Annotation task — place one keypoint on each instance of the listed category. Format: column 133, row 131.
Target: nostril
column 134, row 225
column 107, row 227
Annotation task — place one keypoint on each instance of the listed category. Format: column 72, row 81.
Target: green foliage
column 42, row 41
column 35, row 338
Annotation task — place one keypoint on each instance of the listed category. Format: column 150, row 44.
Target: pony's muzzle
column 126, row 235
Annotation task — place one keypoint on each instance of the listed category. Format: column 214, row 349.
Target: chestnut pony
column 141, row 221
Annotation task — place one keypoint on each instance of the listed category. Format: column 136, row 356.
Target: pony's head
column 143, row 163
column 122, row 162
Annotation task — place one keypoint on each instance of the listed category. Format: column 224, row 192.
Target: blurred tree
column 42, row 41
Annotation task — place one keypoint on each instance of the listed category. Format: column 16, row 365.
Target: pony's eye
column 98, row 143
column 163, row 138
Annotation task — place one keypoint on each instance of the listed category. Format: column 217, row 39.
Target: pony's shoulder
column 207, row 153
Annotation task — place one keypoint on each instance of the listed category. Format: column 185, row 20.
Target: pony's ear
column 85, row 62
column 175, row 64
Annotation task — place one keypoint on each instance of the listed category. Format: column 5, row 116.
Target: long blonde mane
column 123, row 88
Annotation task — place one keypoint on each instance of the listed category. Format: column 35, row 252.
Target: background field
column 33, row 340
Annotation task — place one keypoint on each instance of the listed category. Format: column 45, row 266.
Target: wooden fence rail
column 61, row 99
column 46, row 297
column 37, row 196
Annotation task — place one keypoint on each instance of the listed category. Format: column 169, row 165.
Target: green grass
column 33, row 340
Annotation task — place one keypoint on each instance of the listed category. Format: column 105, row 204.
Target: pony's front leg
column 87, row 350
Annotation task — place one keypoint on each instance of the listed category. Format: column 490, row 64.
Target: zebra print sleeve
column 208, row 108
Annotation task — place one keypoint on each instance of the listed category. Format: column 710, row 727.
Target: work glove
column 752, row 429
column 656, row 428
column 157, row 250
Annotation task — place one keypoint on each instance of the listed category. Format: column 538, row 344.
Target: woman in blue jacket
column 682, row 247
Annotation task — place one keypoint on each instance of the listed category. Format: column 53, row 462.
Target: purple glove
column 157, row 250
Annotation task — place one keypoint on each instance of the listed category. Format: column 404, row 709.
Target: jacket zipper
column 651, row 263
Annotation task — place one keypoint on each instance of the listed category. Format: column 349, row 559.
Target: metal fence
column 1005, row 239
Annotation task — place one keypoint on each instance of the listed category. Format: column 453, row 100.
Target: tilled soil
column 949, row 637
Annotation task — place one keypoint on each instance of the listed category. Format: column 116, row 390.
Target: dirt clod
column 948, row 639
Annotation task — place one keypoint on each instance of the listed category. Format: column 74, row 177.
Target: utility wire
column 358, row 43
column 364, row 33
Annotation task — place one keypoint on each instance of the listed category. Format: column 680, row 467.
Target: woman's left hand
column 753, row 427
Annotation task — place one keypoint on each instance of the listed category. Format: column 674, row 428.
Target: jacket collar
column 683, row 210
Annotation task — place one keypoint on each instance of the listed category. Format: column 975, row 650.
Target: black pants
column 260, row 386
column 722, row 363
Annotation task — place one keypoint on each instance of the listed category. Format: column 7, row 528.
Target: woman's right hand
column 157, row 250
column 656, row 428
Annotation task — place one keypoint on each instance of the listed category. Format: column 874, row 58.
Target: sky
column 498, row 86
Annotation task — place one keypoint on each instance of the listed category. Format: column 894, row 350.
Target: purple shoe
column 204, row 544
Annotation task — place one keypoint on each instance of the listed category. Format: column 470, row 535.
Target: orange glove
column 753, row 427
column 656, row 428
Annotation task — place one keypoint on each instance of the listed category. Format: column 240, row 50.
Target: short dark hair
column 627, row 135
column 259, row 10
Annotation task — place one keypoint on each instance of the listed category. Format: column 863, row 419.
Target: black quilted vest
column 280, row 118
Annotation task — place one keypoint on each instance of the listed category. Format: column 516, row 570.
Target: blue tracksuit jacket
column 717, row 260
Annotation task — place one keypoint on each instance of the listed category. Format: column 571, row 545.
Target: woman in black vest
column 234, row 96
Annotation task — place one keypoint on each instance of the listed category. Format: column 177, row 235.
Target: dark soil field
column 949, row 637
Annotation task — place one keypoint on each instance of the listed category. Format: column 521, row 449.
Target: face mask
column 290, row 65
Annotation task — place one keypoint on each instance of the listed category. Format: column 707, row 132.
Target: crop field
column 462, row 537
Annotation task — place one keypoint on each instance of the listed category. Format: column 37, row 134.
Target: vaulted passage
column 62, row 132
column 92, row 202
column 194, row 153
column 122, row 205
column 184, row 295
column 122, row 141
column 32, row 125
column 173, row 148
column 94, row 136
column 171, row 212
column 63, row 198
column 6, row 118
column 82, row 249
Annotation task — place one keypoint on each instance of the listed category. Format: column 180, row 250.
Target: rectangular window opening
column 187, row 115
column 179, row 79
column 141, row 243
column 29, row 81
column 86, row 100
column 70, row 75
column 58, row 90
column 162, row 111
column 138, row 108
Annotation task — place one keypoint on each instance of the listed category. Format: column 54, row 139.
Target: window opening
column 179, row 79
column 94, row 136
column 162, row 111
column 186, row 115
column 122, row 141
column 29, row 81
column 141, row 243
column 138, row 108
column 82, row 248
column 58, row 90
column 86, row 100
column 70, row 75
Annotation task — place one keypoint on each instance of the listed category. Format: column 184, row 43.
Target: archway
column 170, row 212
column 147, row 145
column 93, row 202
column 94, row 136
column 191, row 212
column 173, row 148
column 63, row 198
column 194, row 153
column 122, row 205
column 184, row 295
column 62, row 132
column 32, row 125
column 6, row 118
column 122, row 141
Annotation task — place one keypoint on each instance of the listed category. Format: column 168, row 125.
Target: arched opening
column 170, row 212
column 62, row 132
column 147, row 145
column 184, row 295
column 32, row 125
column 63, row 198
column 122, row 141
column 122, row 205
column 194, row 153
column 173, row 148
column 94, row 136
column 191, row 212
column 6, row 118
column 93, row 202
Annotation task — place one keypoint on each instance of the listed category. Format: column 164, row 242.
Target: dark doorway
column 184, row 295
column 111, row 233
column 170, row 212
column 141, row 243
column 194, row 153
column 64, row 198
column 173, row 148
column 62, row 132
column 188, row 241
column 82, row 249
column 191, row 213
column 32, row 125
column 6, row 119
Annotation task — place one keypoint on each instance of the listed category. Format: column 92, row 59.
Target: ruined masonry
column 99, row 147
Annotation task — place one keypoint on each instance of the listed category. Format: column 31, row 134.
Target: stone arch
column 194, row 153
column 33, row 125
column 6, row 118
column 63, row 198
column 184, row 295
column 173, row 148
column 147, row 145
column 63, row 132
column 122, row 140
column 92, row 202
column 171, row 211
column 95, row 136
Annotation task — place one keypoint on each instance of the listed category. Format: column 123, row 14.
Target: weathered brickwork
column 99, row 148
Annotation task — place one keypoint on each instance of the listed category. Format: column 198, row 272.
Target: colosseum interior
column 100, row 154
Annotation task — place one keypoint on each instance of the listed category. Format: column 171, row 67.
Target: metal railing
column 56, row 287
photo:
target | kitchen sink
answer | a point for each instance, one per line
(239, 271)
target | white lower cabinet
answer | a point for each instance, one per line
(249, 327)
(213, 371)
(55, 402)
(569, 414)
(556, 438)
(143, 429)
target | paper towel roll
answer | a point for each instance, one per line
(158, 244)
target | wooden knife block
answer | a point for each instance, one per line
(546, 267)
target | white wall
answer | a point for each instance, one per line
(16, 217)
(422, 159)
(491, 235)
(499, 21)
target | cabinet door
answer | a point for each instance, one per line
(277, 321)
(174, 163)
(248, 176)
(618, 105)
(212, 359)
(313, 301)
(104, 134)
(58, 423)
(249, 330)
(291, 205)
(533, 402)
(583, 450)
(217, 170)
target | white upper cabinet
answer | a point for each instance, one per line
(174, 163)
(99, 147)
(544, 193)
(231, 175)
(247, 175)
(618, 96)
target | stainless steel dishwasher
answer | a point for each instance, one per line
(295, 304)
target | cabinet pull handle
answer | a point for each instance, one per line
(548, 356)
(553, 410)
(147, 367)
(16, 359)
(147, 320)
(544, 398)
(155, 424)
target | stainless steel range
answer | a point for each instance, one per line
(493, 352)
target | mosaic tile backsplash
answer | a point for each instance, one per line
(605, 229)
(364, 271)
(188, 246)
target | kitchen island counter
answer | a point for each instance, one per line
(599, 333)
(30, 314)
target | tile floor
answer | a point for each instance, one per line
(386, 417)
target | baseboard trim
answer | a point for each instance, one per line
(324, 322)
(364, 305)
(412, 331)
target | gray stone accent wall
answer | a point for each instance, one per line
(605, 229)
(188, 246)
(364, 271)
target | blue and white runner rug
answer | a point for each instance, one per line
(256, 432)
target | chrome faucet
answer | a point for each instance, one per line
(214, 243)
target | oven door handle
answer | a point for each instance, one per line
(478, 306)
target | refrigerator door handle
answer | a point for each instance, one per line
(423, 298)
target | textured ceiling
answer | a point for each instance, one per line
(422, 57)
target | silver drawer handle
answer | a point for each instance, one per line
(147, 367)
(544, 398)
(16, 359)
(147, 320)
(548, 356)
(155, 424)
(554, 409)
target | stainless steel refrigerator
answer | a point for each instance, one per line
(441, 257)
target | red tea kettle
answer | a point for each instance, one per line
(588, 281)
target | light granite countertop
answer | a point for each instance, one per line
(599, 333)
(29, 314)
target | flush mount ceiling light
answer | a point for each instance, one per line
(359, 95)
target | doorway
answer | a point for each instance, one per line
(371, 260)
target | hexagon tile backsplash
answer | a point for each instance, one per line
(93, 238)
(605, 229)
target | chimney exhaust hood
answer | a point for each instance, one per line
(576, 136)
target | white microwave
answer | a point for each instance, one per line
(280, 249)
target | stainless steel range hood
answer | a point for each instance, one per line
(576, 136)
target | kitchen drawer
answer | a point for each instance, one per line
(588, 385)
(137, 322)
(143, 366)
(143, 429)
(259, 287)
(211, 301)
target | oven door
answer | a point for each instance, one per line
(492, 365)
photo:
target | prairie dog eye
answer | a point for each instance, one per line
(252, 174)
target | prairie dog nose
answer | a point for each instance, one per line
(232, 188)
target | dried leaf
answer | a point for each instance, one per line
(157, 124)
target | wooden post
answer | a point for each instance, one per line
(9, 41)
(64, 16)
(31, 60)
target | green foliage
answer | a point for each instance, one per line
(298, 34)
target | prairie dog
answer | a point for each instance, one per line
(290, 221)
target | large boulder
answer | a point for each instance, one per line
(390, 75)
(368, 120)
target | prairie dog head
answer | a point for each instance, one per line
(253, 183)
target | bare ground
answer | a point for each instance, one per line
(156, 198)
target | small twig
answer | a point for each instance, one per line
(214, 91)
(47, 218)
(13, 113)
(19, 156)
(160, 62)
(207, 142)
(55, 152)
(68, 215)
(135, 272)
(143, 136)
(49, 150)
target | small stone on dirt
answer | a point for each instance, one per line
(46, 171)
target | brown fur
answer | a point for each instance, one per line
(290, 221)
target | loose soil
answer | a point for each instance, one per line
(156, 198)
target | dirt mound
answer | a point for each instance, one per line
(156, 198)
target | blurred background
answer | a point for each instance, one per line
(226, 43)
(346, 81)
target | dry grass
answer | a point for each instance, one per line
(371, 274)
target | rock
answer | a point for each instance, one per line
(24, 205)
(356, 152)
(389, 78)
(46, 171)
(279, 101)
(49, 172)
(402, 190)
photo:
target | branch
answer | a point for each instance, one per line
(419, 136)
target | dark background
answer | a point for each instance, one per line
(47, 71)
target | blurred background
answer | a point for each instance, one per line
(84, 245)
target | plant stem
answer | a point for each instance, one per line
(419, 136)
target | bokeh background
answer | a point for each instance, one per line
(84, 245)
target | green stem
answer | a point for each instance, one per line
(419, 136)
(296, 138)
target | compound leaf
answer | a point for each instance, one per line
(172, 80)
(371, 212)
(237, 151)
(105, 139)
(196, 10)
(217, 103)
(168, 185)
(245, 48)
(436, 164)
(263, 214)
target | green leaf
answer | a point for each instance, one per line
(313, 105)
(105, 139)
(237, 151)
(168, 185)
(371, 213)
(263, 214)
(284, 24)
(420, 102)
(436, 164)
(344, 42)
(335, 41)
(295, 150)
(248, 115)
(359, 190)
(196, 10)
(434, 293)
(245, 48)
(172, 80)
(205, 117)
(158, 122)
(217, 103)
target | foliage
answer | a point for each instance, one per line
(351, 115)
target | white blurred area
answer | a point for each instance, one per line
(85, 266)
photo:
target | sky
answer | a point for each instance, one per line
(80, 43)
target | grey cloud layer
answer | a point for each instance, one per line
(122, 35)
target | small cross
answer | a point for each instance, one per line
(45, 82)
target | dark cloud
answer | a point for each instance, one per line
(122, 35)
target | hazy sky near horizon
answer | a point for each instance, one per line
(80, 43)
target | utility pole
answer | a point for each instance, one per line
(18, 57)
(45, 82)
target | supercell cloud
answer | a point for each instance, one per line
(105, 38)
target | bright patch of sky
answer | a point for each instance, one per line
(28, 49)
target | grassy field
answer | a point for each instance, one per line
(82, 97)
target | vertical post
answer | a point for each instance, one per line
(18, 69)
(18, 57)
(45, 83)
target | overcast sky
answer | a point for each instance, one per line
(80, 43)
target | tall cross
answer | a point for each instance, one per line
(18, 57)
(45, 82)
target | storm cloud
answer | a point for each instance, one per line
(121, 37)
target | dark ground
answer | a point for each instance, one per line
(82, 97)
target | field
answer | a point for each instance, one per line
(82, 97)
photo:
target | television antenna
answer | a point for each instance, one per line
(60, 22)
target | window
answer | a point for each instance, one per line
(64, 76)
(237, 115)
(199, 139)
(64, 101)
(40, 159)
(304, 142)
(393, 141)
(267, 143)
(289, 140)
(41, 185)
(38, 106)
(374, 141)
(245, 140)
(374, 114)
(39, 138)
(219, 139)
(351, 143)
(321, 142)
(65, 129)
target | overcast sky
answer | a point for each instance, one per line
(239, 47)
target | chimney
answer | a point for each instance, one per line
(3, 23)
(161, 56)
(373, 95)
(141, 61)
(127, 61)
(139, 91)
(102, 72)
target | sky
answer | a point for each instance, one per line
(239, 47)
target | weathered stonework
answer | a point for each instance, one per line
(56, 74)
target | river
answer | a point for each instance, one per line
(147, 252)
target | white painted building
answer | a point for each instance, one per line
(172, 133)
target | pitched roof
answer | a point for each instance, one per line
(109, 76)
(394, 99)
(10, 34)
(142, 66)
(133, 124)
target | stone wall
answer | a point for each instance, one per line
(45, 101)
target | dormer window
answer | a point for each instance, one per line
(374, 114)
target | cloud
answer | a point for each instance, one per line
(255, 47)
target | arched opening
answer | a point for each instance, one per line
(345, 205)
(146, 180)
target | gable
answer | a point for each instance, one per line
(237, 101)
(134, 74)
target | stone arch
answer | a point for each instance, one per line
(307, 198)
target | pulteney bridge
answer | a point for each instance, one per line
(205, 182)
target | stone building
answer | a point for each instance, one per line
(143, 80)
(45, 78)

=== REQUIREMENT ===
Where a line in the material contains "leaf", copy that line.

=== OUTPUT OF THE TASK ===
target | dried leaf
target | compound leaf
target | green leaf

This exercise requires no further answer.